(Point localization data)
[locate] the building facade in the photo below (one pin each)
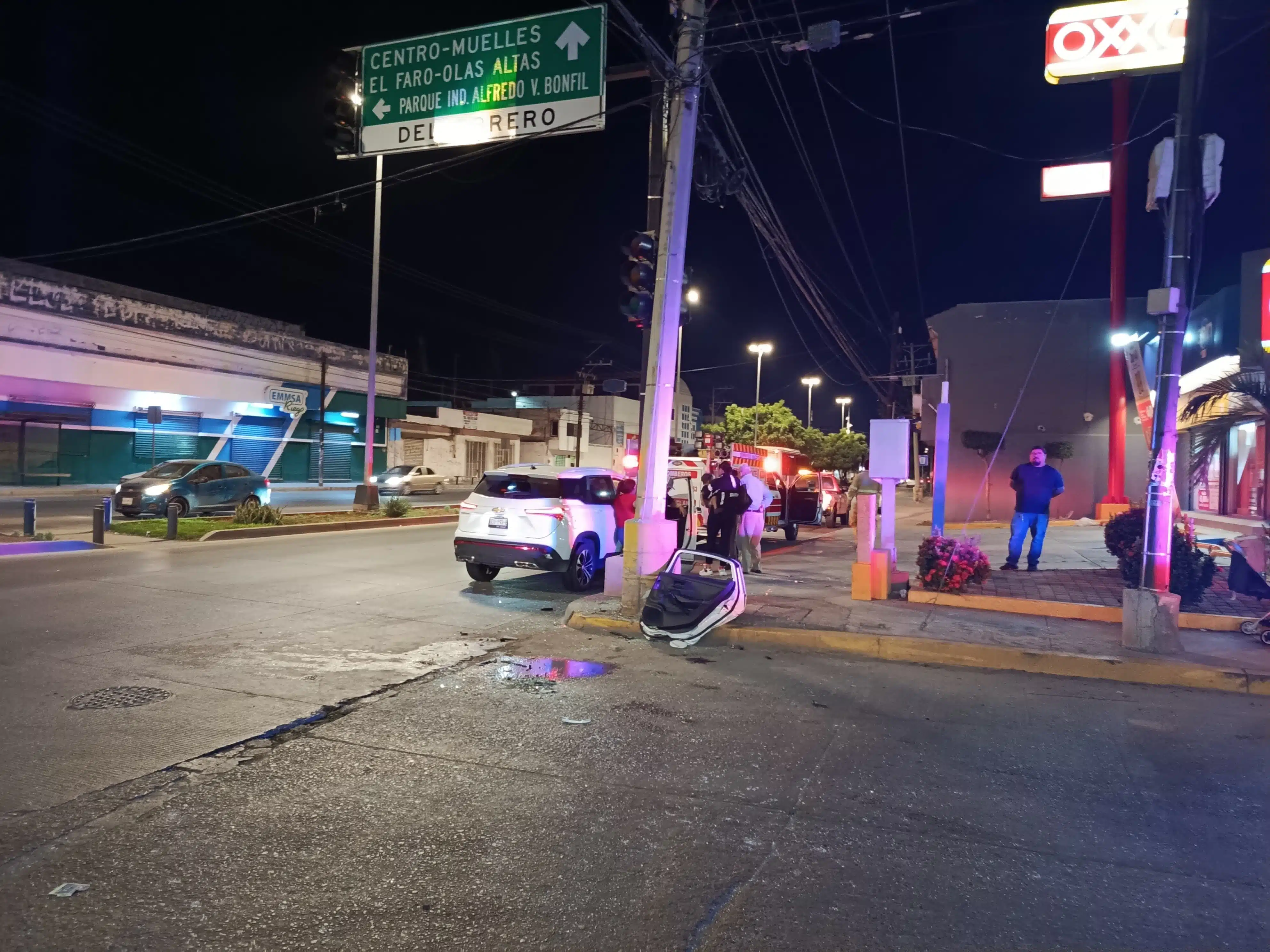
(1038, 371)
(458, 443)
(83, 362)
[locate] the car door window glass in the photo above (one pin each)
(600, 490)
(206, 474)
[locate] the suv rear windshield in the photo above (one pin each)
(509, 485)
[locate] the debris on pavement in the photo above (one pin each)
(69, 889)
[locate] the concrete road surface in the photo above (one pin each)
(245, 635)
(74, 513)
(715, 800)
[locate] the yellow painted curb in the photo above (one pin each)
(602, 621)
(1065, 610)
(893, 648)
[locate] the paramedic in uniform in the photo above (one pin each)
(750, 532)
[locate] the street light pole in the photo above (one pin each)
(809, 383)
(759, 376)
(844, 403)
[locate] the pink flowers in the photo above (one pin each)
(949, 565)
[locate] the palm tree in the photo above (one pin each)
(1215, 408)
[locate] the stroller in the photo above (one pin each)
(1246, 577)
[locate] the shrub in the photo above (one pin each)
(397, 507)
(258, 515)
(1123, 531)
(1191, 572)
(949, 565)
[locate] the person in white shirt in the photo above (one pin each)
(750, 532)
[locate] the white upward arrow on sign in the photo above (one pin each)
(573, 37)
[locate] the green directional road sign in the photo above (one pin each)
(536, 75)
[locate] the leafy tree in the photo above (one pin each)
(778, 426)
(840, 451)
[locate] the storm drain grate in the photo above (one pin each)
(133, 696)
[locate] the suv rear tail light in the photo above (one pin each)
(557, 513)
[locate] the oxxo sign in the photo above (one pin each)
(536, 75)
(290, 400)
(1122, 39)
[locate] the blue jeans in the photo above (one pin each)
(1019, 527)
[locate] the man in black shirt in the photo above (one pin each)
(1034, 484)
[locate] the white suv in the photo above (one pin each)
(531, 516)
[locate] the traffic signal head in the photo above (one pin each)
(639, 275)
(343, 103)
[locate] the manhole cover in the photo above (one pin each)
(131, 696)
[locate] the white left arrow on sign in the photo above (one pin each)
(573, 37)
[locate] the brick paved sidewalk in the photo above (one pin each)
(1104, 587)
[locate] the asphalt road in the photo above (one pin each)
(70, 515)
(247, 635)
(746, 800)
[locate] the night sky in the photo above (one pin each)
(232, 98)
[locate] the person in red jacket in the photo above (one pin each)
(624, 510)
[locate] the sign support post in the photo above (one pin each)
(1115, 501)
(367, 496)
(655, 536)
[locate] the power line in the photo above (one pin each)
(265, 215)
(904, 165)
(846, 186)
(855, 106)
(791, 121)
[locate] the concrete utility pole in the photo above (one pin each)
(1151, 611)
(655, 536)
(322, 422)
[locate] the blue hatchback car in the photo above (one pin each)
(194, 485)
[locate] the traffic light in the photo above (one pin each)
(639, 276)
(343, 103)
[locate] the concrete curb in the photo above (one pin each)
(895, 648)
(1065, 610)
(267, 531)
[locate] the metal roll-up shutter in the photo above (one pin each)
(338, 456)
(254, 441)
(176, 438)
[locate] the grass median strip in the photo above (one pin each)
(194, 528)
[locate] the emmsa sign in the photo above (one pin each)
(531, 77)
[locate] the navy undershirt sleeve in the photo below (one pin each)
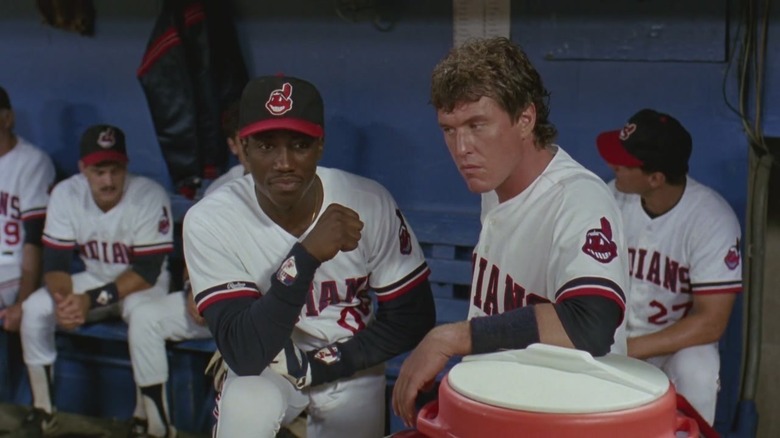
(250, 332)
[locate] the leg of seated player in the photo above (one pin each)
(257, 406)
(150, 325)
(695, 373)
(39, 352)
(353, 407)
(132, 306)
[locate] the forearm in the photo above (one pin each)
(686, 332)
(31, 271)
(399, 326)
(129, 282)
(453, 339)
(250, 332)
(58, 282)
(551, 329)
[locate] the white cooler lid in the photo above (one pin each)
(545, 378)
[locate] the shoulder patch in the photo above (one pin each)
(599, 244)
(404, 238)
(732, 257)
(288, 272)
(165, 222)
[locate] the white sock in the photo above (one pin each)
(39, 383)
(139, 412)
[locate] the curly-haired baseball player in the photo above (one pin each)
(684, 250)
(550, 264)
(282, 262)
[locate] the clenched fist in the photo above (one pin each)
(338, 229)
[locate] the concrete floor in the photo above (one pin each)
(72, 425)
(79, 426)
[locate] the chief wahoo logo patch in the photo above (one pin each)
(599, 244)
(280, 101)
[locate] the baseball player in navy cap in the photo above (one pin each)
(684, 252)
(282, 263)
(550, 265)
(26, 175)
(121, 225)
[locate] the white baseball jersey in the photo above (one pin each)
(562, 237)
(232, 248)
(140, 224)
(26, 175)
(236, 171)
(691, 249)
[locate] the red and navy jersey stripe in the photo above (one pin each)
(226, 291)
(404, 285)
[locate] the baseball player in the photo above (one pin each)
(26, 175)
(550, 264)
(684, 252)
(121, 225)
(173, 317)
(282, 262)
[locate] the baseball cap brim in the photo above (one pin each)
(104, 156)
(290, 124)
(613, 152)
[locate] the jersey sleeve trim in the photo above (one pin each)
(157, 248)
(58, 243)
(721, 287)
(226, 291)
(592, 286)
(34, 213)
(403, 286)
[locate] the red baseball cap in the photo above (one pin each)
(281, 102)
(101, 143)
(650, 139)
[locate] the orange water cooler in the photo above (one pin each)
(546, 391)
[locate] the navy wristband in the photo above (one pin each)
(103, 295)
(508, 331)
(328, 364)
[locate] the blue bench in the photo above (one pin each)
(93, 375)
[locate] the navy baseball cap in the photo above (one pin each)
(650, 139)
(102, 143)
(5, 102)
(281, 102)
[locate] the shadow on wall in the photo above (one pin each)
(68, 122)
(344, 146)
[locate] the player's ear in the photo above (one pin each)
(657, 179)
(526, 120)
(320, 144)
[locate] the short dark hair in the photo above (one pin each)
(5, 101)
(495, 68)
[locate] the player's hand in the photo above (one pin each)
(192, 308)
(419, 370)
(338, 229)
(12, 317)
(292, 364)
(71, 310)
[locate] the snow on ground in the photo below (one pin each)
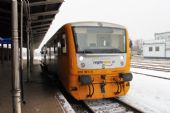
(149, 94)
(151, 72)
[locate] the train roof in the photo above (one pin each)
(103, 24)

...

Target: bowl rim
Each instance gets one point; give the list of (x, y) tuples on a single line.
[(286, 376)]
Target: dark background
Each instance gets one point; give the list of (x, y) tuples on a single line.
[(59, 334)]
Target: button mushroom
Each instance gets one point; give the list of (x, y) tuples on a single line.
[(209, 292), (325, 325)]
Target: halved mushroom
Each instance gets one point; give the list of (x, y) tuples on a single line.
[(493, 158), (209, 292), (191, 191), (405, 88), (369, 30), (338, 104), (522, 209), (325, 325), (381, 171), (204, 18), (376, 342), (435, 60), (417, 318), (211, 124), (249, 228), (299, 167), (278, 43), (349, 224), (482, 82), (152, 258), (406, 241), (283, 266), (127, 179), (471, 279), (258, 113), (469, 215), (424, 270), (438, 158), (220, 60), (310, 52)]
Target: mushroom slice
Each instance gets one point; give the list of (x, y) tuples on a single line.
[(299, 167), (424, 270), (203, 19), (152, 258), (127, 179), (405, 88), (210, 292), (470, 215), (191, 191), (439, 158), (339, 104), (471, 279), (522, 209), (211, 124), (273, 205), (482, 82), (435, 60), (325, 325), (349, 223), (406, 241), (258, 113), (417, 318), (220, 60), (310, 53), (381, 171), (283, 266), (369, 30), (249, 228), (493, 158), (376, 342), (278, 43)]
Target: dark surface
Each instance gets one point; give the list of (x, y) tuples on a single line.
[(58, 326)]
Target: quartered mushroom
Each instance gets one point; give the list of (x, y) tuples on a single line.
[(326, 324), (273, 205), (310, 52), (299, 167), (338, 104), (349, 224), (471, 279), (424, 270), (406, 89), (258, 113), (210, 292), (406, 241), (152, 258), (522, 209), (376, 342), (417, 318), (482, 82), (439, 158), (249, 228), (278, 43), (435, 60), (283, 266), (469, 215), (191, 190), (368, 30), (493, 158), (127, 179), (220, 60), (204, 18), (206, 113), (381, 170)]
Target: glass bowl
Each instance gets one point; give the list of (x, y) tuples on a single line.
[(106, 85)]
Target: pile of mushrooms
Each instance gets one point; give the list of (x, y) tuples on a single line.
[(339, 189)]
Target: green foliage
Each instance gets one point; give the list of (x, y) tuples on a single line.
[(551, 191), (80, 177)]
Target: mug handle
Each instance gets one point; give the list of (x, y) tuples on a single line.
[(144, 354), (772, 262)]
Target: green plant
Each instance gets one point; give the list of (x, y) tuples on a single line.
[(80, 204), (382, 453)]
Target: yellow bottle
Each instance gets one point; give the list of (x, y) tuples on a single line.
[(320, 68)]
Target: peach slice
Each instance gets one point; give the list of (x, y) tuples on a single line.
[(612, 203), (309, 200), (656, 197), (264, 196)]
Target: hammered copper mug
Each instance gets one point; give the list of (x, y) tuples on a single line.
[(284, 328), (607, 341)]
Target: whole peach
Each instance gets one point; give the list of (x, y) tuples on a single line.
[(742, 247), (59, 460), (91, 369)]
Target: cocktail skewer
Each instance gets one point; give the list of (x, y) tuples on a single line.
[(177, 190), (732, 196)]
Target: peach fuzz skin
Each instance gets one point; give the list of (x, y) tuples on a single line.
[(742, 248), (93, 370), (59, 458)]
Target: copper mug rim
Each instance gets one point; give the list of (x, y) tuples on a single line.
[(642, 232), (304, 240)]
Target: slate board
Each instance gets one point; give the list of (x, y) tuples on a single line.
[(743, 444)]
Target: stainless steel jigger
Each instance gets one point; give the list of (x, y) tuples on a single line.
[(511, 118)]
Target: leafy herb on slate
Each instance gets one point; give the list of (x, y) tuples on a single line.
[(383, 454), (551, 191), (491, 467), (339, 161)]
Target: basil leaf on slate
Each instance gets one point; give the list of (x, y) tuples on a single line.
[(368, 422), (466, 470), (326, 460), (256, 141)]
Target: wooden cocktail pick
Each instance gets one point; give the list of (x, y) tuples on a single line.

• [Exercise details]:
Every line with "cocktail" in it should be copied from the entries above.

• [Finished task]:
Target: cocktail skewer
Target: wooden cocktail pick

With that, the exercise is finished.